**Task to complete**
Begin at the line below that has "pixel 535 63" and stop after the line that has "pixel 528 434". Please restate only those lines, word for word.

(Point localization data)
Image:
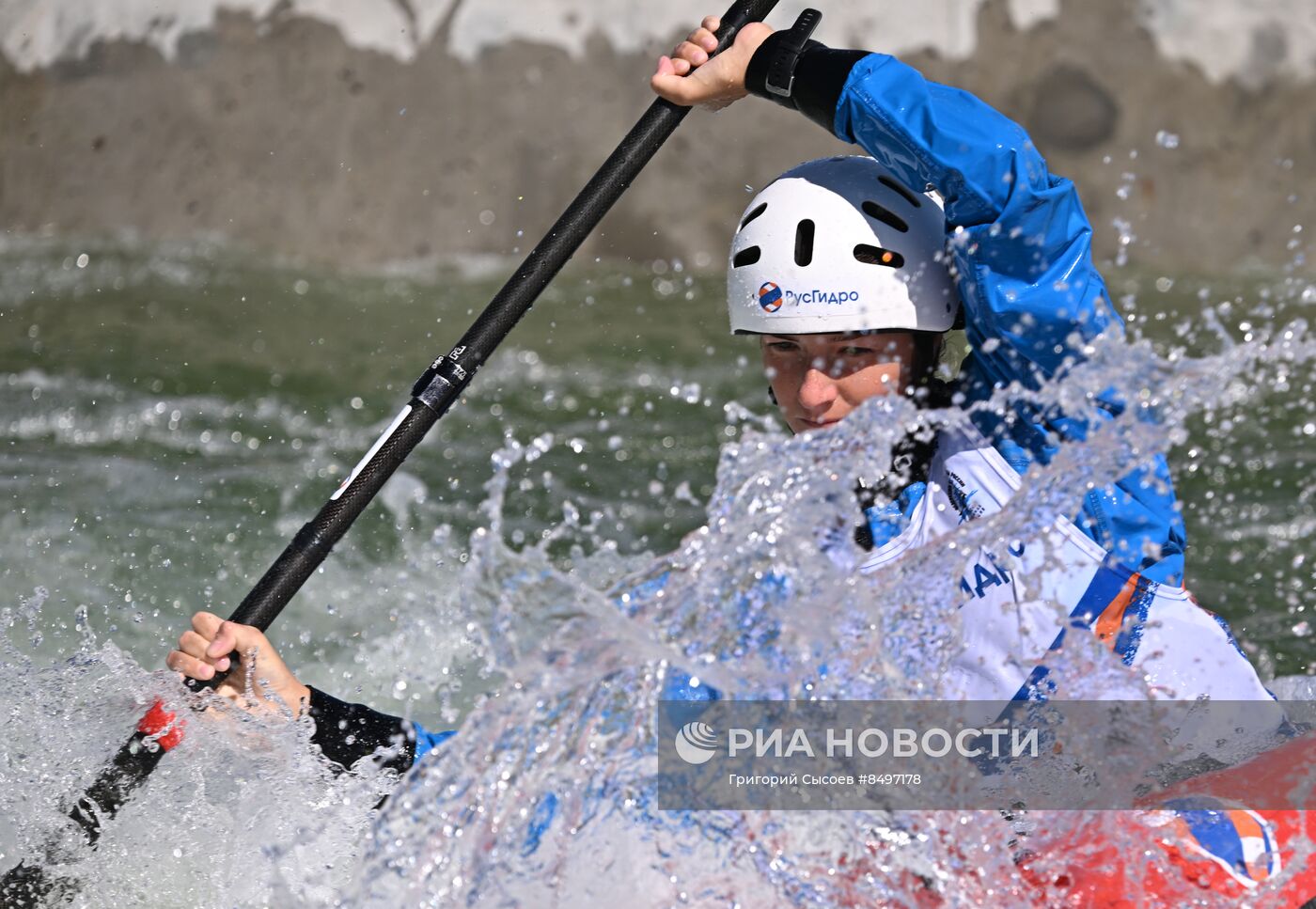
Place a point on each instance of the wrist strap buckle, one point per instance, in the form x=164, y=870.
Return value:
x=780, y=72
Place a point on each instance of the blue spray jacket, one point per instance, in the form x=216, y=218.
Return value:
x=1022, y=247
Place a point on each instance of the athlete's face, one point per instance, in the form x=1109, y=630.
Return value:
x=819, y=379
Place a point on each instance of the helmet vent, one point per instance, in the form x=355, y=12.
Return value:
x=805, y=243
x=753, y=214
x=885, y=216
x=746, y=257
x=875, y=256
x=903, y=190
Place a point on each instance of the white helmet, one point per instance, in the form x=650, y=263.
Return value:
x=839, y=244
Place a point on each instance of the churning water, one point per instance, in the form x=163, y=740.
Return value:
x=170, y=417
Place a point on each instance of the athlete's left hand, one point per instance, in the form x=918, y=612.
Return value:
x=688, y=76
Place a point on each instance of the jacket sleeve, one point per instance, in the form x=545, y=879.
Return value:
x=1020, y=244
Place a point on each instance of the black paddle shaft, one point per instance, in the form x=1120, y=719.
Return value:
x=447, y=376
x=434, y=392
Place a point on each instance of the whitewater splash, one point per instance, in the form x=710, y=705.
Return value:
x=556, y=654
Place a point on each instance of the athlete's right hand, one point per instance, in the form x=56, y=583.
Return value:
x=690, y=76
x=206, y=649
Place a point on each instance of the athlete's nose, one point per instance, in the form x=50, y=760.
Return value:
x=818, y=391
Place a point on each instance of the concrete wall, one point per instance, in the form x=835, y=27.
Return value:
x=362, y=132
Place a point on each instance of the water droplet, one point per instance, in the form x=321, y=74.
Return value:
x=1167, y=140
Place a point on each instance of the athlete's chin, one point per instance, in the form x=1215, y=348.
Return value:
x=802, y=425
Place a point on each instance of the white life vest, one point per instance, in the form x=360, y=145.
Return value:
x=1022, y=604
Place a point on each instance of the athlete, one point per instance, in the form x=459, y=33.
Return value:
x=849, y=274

* * *

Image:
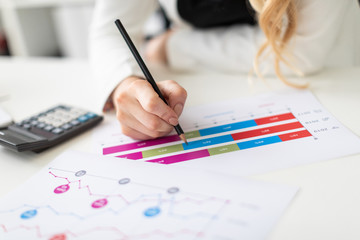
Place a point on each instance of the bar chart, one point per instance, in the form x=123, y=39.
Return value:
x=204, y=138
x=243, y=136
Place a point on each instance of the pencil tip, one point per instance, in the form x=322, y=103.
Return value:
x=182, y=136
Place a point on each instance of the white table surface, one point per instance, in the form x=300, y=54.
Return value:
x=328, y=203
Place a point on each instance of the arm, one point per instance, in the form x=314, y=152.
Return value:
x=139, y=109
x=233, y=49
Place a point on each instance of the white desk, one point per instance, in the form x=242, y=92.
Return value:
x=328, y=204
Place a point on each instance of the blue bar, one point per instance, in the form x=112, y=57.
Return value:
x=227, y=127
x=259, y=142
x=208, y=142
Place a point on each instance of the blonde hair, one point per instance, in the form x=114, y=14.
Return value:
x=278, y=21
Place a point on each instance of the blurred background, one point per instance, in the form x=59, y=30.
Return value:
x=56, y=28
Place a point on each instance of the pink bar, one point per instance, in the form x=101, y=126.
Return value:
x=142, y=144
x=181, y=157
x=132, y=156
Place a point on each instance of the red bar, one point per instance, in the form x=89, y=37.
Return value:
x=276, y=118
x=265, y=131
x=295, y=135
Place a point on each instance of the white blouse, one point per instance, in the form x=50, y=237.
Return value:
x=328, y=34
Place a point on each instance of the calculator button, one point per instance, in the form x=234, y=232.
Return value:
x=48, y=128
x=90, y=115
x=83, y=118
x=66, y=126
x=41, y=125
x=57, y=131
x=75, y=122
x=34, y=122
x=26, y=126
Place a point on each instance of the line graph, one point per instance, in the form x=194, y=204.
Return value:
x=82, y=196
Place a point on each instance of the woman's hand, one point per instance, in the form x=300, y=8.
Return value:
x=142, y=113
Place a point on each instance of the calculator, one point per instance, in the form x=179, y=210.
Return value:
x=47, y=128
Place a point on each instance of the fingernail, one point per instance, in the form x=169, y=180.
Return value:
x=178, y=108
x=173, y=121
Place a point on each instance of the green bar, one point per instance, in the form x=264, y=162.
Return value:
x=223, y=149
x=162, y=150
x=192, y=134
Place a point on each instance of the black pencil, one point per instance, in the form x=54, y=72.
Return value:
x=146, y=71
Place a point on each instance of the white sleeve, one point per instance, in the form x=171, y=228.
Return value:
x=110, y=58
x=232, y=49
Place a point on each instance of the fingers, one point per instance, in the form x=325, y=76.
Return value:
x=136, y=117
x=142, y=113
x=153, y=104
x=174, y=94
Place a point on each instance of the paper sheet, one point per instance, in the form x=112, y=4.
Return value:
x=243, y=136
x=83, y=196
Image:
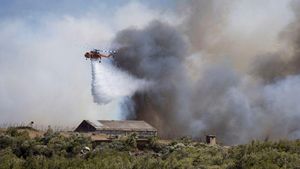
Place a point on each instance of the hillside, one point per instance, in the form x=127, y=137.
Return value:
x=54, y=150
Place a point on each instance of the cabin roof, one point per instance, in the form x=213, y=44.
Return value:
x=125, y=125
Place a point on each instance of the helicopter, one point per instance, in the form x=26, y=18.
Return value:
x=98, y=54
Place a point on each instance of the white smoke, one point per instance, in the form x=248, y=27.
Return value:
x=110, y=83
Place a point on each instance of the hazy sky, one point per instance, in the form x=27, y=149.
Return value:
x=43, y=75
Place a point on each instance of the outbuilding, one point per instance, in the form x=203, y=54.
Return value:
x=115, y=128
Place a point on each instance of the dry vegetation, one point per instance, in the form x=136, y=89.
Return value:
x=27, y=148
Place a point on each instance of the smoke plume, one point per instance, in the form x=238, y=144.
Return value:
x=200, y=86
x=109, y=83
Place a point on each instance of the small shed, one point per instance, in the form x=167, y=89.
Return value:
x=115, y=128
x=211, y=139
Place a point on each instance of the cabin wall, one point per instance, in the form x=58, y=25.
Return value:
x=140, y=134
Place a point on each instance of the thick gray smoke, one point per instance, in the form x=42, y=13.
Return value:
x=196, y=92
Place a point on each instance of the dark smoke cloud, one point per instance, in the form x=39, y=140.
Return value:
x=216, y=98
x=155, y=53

...

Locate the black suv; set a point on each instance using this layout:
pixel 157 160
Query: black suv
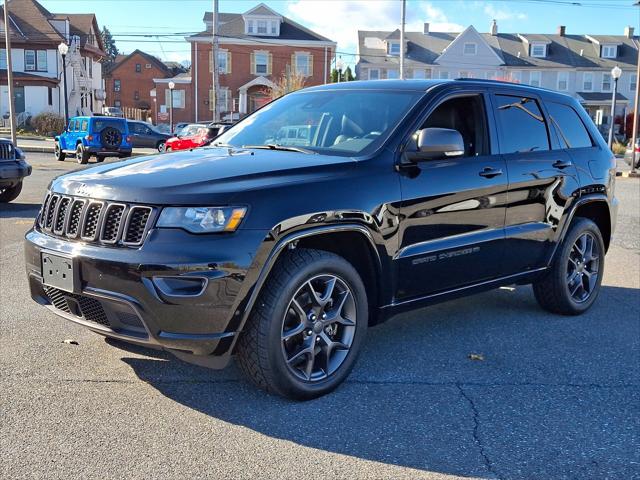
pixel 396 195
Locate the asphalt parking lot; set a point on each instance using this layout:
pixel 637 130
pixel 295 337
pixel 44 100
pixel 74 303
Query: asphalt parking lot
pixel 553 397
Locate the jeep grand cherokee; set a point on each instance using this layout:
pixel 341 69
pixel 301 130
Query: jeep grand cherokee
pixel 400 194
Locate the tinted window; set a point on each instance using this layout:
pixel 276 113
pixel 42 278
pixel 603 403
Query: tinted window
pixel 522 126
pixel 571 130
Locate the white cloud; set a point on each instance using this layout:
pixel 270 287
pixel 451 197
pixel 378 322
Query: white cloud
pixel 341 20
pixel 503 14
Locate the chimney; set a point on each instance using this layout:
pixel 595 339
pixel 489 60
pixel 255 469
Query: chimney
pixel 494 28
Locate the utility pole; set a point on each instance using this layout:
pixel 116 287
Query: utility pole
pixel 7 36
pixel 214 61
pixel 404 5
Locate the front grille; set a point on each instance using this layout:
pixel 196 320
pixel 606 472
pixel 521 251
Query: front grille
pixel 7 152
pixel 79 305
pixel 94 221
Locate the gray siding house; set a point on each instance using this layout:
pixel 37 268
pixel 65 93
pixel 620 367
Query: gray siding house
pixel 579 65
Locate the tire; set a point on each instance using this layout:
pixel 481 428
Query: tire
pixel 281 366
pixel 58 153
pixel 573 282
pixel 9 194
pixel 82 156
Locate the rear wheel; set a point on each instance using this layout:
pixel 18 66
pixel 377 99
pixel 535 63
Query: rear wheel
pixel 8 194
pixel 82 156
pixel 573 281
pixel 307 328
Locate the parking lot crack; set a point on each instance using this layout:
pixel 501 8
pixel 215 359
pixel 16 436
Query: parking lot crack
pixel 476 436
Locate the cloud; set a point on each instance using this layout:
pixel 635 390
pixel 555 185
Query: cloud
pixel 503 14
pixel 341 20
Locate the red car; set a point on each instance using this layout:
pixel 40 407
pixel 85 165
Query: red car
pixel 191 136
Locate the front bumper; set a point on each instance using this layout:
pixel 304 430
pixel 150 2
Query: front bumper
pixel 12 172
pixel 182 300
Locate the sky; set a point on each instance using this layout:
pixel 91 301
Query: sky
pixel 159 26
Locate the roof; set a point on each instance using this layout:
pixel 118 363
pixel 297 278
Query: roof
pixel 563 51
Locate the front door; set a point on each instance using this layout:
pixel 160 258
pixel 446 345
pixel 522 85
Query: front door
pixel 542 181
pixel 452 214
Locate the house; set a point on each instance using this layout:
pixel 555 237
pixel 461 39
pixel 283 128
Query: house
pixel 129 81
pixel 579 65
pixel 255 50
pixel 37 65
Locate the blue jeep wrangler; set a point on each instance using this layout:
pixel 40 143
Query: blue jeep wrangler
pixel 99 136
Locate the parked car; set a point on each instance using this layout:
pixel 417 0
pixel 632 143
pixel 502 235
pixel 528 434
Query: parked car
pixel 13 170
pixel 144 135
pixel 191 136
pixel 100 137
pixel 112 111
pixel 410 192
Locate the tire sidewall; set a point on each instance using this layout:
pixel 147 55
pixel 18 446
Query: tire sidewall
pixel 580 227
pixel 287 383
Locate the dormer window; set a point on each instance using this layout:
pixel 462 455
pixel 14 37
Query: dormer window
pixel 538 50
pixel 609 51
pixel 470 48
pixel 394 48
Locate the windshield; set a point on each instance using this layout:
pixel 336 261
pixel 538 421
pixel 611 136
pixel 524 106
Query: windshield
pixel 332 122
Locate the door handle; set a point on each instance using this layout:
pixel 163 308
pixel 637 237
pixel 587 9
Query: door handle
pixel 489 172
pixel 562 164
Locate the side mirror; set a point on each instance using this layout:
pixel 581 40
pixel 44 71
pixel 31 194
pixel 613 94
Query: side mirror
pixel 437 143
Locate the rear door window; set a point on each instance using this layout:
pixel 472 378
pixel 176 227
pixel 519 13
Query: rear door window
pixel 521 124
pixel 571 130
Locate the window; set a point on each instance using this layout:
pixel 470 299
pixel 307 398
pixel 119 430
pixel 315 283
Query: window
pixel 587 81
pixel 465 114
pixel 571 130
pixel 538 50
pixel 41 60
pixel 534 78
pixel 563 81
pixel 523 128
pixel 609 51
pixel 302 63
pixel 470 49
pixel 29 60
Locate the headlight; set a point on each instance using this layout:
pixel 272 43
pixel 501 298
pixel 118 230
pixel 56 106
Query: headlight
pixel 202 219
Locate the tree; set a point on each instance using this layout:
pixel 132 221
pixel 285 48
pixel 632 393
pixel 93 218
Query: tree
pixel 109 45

**Solution**
pixel 535 63
Query: rear wheel
pixel 8 194
pixel 82 156
pixel 573 281
pixel 307 328
Locate the parking lot crack; set a point on each instance using this layout:
pixel 501 8
pixel 215 359
pixel 16 436
Query: parking lot crack
pixel 476 436
Locate the cloud; set a point on each instance using this layout:
pixel 635 390
pixel 555 185
Query: cloud
pixel 503 14
pixel 341 20
Locate the red car; set a point on each instance using this layout:
pixel 40 407
pixel 85 165
Query: red car
pixel 191 136
Locate the front bumper; set a point on each instance using this layout:
pixel 304 430
pixel 150 2
Query: front bumper
pixel 12 172
pixel 182 300
Locate the sky; set a point on each instance using this layout:
pixel 91 301
Query: sky
pixel 159 26
Locate the roof; set a point on each instance using this layout:
pixel 118 363
pixel 297 278
Query: roof
pixel 563 51
Locate the front door; set a point on each instance using this layout:
pixel 160 258
pixel 446 345
pixel 522 85
Query: front door
pixel 542 181
pixel 452 214
Locate the house; set a point on each instance using this layout:
pixel 555 237
pixel 461 39
pixel 283 128
Query: house
pixel 129 81
pixel 579 65
pixel 255 50
pixel 37 65
Locate the blue jeep wrangler; set a point on each instance using this layout:
pixel 40 143
Query: blue jeep wrangler
pixel 99 136
Locate the parked car; set a point on each instance using this layout:
pixel 417 0
pixel 632 143
pixel 502 235
pixel 528 434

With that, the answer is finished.